====== Source passage
Let It Burn

I admit to feeling a slight sense of sadness watching the images of flames soaring from the roof of Notre Dame Cathedral, but once it was reported that no one had been seriously hurt, my slight sense of sadness quickly gave way to a feeling of pleasure. My slight sadness was because part of me appreciates the considerable amount of quality craftsmanship that went into constructing the thing, and it saddens me to see some of that beautiful work destroyed. But when weighed against the symbolism of a major institution of oppression engulfed in fire, it’s hard not to feel happy.
One of the most well-known critiques of religion – any religion – is Karl Marx’s famous quote that “It [religion] is the opium of the people”. It’s arguably one of the most important things Marx said, because religion controls the lives of billions of people around the world. Even in supposedly secular western countries religion still exerts considerable influence. The most obvious proofs of this fact are fairly numerous. Take, for example, the fact that large numbers of supposedly enlightened westerners still feel the need for religious ceremonies at the most important events in their lives – births, marriages and deaths. So for Marx to point out that this important necessity to the lives of so many people is no more than an artificial relaxant is every bit as revolutionary as anything else he said – and every bit as true.
Of course Marx, was not the only great thinker to realise the illusion of religion. About sixty years before Marx penned his famous quote, the great Tom Paine, for example, observed that,

Al national institutions of churches, whether Jewish, Christian or Turkish, appear to me no other than human inventions set up to terrify and enslave mankind, and monopolize power and profit.1

Paine’s great book Age of Reason totally destroys the credibility of religion generally, and the Christian bible in particular. With his usual perfect clarity of vision and expression he strikes at the very heart of the phenomenon of religion, and explains why such an utterly irrational and largely deceitful belief system has been allowed to thrive for so long – a human invention “to terrify and enslave mankind, and monopolize power and profit”.
============
====== Dataset content
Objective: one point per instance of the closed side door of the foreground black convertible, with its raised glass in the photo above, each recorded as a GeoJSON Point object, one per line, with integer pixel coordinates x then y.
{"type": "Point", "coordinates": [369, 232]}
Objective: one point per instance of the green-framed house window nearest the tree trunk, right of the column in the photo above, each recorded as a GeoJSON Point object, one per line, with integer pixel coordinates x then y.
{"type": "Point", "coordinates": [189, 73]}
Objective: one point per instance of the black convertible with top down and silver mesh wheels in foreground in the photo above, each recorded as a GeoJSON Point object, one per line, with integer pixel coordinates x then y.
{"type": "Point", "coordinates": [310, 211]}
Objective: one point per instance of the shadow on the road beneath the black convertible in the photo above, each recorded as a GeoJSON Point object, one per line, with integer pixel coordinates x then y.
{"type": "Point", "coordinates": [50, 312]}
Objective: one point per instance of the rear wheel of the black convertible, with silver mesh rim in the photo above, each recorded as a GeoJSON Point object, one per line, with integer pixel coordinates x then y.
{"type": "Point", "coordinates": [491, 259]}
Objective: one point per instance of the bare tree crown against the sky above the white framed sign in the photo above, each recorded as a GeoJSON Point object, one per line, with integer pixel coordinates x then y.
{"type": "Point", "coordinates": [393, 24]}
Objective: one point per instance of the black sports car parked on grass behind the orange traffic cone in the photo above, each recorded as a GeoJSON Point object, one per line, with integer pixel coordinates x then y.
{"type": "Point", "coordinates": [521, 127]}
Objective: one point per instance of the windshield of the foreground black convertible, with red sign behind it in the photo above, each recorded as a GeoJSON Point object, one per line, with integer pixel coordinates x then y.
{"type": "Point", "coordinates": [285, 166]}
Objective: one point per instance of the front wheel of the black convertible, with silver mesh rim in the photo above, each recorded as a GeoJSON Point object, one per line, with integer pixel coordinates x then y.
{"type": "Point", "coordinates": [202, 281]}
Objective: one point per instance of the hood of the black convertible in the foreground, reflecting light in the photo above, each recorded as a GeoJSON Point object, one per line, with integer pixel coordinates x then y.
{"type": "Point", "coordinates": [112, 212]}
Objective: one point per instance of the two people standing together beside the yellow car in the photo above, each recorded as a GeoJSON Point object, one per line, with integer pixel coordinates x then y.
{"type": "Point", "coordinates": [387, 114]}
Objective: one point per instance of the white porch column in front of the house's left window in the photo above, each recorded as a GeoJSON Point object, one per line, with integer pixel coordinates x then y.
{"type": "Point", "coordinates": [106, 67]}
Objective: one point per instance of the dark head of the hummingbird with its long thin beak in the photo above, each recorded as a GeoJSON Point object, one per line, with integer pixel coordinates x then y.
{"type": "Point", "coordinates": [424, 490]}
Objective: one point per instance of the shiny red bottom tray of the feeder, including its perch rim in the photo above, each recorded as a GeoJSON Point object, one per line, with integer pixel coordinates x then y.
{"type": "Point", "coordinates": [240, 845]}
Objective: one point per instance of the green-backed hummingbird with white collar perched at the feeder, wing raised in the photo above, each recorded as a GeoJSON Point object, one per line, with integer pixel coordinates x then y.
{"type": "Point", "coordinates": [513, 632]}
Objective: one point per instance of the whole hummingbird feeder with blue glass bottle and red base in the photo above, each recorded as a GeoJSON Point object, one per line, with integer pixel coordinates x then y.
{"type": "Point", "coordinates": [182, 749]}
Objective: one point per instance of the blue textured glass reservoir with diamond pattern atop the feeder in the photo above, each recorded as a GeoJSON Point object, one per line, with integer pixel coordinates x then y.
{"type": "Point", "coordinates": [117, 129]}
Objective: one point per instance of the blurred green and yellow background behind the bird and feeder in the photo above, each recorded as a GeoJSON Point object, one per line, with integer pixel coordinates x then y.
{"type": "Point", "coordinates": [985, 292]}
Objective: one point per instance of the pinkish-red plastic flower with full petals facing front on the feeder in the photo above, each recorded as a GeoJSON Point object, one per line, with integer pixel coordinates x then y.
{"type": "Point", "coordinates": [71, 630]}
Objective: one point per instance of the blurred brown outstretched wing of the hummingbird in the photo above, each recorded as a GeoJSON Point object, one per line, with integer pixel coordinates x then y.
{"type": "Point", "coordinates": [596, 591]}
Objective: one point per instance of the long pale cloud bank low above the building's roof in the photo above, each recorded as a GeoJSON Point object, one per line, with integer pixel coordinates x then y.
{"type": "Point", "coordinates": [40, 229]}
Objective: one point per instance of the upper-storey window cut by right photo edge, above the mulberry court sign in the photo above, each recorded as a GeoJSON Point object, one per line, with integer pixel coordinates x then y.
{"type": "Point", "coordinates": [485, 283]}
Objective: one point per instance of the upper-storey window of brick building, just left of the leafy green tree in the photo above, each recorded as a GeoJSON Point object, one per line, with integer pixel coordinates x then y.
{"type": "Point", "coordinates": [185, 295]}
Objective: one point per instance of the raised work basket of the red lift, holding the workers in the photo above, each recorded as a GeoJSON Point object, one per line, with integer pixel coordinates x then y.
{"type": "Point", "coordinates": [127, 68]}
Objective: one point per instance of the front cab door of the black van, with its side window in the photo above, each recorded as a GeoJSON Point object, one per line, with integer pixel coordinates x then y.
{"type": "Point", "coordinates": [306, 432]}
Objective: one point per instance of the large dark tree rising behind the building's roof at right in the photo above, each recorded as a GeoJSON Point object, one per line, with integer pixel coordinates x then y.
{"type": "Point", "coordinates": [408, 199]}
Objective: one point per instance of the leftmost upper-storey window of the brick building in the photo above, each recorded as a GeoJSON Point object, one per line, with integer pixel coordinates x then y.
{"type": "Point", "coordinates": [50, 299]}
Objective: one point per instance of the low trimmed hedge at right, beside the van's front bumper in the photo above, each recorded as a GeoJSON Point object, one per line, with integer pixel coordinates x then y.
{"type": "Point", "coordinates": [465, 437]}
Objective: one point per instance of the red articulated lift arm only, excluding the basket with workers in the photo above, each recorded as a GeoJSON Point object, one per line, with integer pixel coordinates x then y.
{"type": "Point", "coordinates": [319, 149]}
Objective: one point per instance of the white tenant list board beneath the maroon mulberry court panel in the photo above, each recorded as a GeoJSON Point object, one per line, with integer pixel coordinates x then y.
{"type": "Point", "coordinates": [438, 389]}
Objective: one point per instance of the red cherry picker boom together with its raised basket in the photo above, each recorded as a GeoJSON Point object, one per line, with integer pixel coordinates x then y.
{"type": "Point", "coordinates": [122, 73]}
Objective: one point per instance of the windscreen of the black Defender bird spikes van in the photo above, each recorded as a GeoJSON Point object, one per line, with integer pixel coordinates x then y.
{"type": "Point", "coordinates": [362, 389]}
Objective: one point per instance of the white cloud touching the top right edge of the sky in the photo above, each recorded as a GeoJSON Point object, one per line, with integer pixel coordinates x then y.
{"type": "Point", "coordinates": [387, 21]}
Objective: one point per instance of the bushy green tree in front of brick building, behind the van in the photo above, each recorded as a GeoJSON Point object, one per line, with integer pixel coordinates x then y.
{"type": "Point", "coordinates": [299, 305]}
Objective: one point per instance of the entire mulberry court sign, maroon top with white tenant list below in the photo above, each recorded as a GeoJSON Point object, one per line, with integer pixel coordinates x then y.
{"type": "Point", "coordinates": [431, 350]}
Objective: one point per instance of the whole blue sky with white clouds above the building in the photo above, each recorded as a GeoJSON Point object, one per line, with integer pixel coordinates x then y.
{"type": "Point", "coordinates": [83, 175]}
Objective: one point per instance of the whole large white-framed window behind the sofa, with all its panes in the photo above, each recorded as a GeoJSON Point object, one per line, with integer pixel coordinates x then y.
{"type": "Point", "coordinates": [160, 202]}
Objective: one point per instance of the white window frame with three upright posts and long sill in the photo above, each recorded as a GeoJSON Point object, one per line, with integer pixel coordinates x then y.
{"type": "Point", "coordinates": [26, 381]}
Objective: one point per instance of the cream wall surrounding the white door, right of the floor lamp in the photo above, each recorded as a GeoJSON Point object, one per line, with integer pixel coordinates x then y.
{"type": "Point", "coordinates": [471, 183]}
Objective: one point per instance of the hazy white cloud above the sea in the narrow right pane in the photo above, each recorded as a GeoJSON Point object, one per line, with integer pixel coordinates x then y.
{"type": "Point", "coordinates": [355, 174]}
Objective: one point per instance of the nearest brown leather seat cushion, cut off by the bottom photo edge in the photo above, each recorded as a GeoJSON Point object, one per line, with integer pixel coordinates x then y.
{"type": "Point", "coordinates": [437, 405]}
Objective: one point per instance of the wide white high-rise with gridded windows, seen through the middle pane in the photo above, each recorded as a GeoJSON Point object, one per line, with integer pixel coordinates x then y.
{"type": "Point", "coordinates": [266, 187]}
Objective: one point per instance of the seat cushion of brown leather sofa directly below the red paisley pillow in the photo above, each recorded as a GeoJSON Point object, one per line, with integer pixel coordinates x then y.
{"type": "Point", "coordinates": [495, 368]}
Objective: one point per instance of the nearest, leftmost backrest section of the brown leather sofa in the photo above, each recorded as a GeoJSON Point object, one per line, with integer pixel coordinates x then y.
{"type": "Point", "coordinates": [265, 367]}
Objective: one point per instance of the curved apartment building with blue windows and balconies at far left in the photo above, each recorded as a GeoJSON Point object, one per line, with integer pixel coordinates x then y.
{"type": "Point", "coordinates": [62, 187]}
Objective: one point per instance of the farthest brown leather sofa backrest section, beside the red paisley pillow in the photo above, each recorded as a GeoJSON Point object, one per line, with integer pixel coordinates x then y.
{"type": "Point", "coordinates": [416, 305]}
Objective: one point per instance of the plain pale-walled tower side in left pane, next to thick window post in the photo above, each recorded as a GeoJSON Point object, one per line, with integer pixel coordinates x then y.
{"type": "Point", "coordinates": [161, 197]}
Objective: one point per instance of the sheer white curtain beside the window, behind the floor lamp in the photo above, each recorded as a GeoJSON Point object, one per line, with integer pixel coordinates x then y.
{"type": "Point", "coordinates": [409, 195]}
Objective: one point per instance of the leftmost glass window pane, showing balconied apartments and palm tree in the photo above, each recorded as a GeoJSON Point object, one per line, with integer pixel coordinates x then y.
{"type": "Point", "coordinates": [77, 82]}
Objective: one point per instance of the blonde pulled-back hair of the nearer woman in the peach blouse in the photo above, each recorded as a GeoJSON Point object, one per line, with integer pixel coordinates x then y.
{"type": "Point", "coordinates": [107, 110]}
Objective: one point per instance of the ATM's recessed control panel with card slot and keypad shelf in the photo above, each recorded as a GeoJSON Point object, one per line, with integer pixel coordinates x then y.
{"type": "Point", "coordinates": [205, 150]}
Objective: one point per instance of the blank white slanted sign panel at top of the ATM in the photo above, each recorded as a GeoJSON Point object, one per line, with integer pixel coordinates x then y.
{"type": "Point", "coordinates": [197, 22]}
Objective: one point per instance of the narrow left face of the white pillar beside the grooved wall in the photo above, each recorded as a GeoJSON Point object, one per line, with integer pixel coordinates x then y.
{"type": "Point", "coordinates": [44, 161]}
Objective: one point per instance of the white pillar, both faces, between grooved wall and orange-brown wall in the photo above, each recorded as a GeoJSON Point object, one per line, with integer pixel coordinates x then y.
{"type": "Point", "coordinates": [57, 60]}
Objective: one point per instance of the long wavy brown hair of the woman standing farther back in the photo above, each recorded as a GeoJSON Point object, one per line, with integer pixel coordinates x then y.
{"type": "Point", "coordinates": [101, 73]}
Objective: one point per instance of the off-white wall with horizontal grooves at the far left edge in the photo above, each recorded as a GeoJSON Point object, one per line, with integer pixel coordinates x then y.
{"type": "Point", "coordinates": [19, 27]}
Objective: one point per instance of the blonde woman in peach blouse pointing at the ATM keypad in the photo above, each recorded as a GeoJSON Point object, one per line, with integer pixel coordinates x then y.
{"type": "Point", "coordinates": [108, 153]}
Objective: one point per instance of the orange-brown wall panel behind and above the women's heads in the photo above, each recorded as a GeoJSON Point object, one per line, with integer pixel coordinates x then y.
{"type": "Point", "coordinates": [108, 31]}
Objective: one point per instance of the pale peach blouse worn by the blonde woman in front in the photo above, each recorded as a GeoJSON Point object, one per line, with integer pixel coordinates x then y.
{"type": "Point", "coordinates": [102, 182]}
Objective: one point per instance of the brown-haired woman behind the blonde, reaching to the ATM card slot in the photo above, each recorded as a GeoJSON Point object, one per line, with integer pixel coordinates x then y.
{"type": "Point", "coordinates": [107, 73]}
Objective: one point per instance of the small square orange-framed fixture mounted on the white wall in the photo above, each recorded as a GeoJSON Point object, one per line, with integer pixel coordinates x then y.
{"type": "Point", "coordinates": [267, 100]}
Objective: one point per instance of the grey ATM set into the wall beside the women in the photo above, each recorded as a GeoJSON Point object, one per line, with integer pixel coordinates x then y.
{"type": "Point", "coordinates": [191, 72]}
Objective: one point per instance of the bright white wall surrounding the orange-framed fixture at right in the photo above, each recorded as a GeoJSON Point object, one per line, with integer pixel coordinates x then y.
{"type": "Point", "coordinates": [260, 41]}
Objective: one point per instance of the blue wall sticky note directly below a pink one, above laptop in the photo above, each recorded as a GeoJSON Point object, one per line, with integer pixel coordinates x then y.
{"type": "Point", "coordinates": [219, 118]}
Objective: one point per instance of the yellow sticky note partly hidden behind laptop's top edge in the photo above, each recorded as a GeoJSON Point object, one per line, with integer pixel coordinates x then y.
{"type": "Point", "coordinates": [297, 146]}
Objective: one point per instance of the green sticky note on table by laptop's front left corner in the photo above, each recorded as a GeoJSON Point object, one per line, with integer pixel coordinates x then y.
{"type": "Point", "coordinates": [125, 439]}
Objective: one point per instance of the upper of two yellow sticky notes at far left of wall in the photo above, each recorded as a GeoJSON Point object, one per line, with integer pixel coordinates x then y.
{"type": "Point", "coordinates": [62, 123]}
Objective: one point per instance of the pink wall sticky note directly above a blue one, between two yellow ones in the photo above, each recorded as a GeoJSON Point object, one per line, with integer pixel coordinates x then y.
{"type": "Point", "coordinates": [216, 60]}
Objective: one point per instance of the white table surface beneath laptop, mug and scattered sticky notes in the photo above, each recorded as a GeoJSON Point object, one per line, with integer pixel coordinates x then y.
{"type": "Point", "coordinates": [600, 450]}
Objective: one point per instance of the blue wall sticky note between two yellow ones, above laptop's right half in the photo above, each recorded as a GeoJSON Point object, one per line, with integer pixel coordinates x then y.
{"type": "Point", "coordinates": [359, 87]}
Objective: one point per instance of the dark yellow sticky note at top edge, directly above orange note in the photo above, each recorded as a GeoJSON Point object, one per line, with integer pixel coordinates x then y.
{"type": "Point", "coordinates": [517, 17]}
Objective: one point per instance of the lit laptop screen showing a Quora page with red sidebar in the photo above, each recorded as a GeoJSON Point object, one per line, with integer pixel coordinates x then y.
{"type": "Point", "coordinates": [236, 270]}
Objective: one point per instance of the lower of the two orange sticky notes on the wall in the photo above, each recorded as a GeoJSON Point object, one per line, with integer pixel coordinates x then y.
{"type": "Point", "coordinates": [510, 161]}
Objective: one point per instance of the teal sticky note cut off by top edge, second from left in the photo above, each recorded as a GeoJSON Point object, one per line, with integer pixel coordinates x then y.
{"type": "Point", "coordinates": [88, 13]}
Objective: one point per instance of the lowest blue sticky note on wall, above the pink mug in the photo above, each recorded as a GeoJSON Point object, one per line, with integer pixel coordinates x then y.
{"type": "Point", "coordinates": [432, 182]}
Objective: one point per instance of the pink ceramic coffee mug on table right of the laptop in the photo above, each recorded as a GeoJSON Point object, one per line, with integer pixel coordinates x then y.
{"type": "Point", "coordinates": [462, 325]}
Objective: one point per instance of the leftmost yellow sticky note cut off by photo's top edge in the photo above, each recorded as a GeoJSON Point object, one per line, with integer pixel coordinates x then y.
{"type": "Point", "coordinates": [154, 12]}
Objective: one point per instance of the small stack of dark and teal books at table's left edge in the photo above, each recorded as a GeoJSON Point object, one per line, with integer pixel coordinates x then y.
============
- Task instructions
Continue the essay on the Notre Dame fire and religion, picking up after its last sentence.

- Answer
Adam Smith, the supposed “father of capitalism”, noted the deep cynicism of religion being used in pursuit of profit even earlier than Paine. Writing in the middle of the eighteenth century about the looting by the Spanish of the Americas, he observed:

… the council of Castile determined to take possession of countries of which the inhabitants were plainly incapable of defending themselves. The pious purpose of converting them to Christianity sanctified the injustice of the project.2

The most successful revolutions against religion occurred in communist countries, such as Russia and China where religion was strongly discouraged. But many other revolutions, such as the French Revolution and Spanish Civil War, also recognised the essential role played by the clergy in maintaining the grotesque oppressions against which they were rebelling. The logic of revolutionary reasoning is convincing, and is basically the same point that Smith and Paine both made: the rich and powerful use religion to justify the massive crimes they carry out in order to stay rich and powerful.
For example, in a recent TV documentary about the legendary songwriter Woody Guthrie, an old newsreel showed a scene from the 1930s where some of the desperate people made homeless from the drought-stricken American prairies were attending a church service. The camera panned slowly over the haggard, care-worn, emaciated faces of the congregation whilst the voice of the preacher could be heard saying how their troubles were “because of how we live”. Their fault in other words, not the fault of a pitiless government that had not long since largely completed its genocide of their own native populations, or of a ruthless banking system where people’s lives were irrelevant compared with profit.
About a century earlier, when thousands of Scottish Highlanders were being savagely evicted from lands they had worked for centuries, the preachers were there colluding with the super-rich as they always have to ensure the grotesque Highland Clearances, cynically known at the time as “Improvement”, would not be resisted by the people:

With a few noble exceptions, the ministers chose the side of the landlords, who built them new manses, made carriage roads to their doors, and invited them to share in the new prosperity now and then with the grant of a few acres of sheep pasturage. In return the churchmen gave God’s authority to Improvement, and threatened the more truculent of the evicted with damnation.3

It’s no coincidence that even today the biggest church congregations invariably comprise poor oppressed people seeking answers for their suffering. Once again they’re told that their misery is all part of some mysterious cosmic plan, controlled by some invisible, all-powerful super-natural being. No doubt many are still being told their suffering is their own fault, and the best they can do is go to church more often, and donate even more of the little they have to church funds.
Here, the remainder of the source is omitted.